___ Given records ___

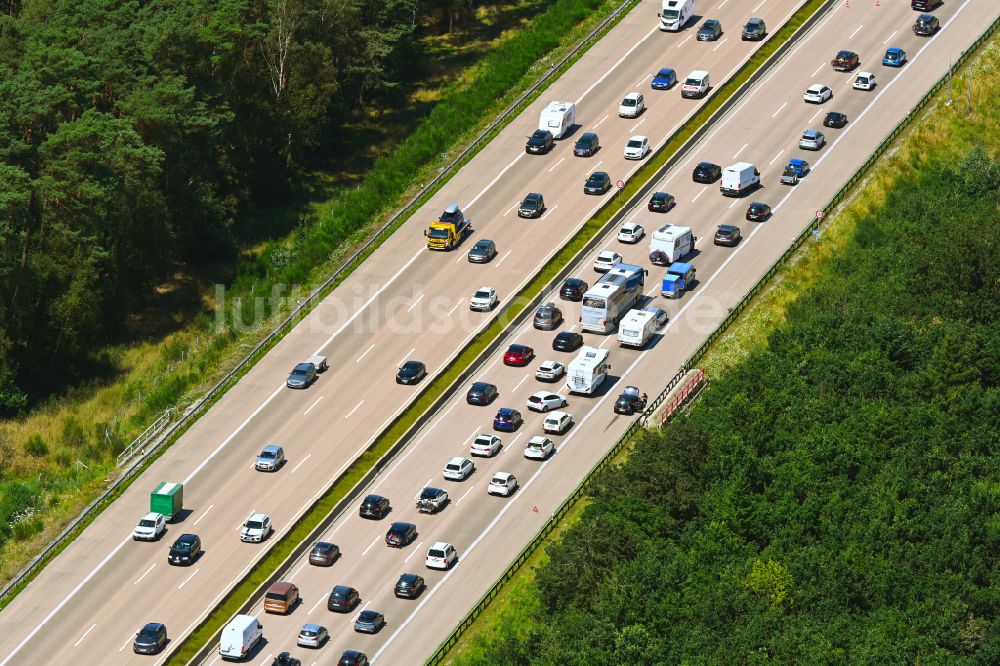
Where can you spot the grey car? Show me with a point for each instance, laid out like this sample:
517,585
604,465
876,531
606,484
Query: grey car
270,459
548,317
324,554
482,252
812,140
312,635
302,376
369,622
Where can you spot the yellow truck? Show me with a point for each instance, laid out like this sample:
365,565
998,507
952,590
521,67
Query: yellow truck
448,231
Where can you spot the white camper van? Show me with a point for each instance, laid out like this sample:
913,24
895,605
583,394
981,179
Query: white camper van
636,328
239,637
557,118
675,14
669,243
738,179
588,370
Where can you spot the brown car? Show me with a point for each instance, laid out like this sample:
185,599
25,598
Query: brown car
281,598
845,61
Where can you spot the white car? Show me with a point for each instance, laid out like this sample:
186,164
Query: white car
631,106
485,445
631,232
459,469
606,260
150,527
543,401
256,528
864,81
637,147
817,93
550,371
484,299
502,483
538,448
441,555
557,423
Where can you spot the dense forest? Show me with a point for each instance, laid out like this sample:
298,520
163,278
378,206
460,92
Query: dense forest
834,498
135,136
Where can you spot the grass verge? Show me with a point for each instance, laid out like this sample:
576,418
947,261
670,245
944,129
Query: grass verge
939,128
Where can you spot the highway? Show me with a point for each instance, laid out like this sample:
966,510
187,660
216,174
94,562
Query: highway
403,302
488,532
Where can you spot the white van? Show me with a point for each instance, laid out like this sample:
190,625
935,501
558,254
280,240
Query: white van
669,243
558,118
696,84
557,423
738,179
636,328
239,637
674,14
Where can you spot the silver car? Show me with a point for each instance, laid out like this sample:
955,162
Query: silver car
812,140
270,459
312,635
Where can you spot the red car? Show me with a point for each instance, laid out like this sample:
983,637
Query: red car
518,355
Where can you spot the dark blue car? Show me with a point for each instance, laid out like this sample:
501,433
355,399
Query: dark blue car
507,420
664,79
894,57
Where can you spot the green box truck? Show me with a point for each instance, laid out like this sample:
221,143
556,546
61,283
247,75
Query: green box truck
168,499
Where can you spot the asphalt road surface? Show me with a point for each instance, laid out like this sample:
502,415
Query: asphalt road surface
406,302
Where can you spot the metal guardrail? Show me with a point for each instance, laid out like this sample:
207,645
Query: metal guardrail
581,489
304,307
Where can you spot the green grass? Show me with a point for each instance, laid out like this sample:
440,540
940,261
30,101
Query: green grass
938,128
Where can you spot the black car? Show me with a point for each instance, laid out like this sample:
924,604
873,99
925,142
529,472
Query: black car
324,554
573,289
758,212
482,252
567,341
547,317
409,586
400,534
727,234
598,183
661,202
285,659
540,142
481,393
151,639
533,206
353,658
586,145
375,506
835,119
411,372
709,31
926,25
185,550
342,599
754,30
706,172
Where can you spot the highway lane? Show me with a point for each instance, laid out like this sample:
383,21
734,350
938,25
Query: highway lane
406,302
489,531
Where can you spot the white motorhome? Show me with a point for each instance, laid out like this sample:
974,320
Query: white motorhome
669,243
738,179
239,637
636,328
558,118
588,370
675,14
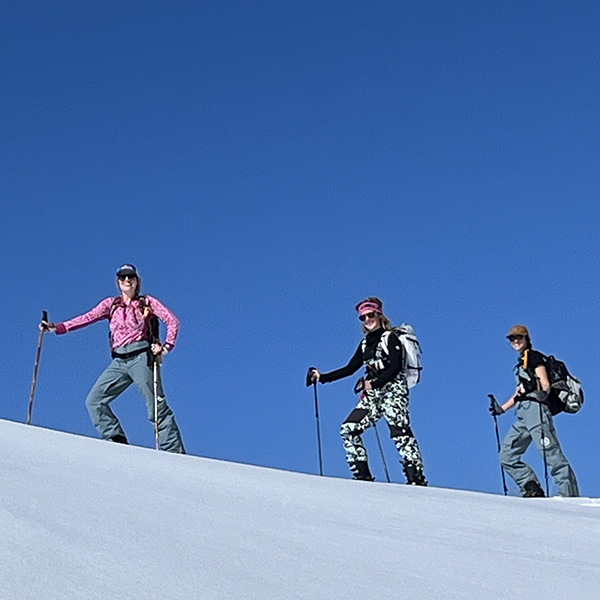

___

Aim of the exercise: The images are to be left out while the entries are written out exactly.

Task response:
Where can you spot the grey car? Show me with a point for each instance, laid out like this sample:
517,585
604,465
876,531
606,484
Query: grey car
270,459
548,317
324,554
482,252
812,140
312,635
302,376
369,622
Where can you spot the yellow truck? Show me with a point for each instance, laid out like this sample:
365,565
998,507
952,590
521,67
Query: yellow truck
448,231
Where can you spot the white camper van? Show me with a point for each instance, laid out like this sample:
913,24
895,605
583,394
981,179
Query: white camper van
636,328
239,637
557,118
675,14
669,243
738,179
588,370
Where can you spot the brown car? Show me with a point for each instance, laid out like this sample:
185,599
25,598
Query: brown car
281,598
845,61
Where can you spot the white car? Show me with a point for each instance, laid out like this sample:
186,164
Query: white car
631,106
485,445
631,232
459,469
606,260
150,527
543,401
256,528
864,81
637,147
817,93
550,371
484,299
502,483
538,448
441,555
557,423
Where can you spot the dense forest? Show me with a point for each instance, laid out like this sample:
298,520
163,278
378,206
460,92
Query: dense forest
834,498
135,136
Where can you spot the grass verge? Show me with a point for each instance, laid out like this sample:
576,418
947,261
670,245
944,129
Query: grass verge
939,128
Where can you spot the highway? Show me with a point for each instance, laid out like this sample:
966,510
187,660
216,174
94,562
Query: highway
403,302
488,532
Where can you spot the white van? Show me with a point for each instance, laid out like this sample:
190,625
935,501
558,254
280,240
Query: white van
669,243
558,118
696,84
557,423
738,179
636,328
239,637
674,14
Where can you spot the silver car? Show me with a point for each instance, laid out like this sample:
955,162
Query: silver car
812,140
270,459
312,635
Where can you spot the red car? Show me with a point for each instance, laid out like this sample:
983,637
Query: red car
518,355
Where can you spot the dark blue car? Show me with a point for each instance, laid out like this sample:
501,433
355,399
Query: dark blue car
507,420
664,79
894,57
Where can you spot the green box truck? Show me with a point for each instance, laid out like this sample:
221,143
556,546
61,283
247,75
Query: green box truck
168,499
Where can you spot the asphalt road surface? Show me with a point for each instance, laid out like this sample:
502,415
Query: asphalt road surface
406,302
Where can you spot the metal guardrail? Show me with a point for each instance, laid out like this sample:
207,645
Query: metal guardrail
581,489
304,307
Where can you spot the green grass? Show me with a point for each instance, laid out like this sample:
440,540
940,261
30,101
Query: green grass
938,128
Where can you spot the black car? Show me with a point for each instance, laid out like this sample:
924,604
873,99
925,142
529,472
Query: black car
324,554
573,289
758,212
482,252
567,341
547,317
409,586
400,534
727,234
598,183
661,202
285,659
540,142
481,393
151,639
533,206
353,658
586,145
375,506
835,119
411,372
709,31
926,25
185,550
342,599
754,30
706,172
Where can you spot the highway lane? Show me with a point for each instance, laid out like this sample:
383,21
734,350
938,25
Query: highway lane
406,302
489,531
Where can you spot the white motorhome? Show me with a point for each instance, laid out like this sample:
974,320
Query: white motorhome
669,243
738,179
239,637
636,328
558,118
588,370
675,14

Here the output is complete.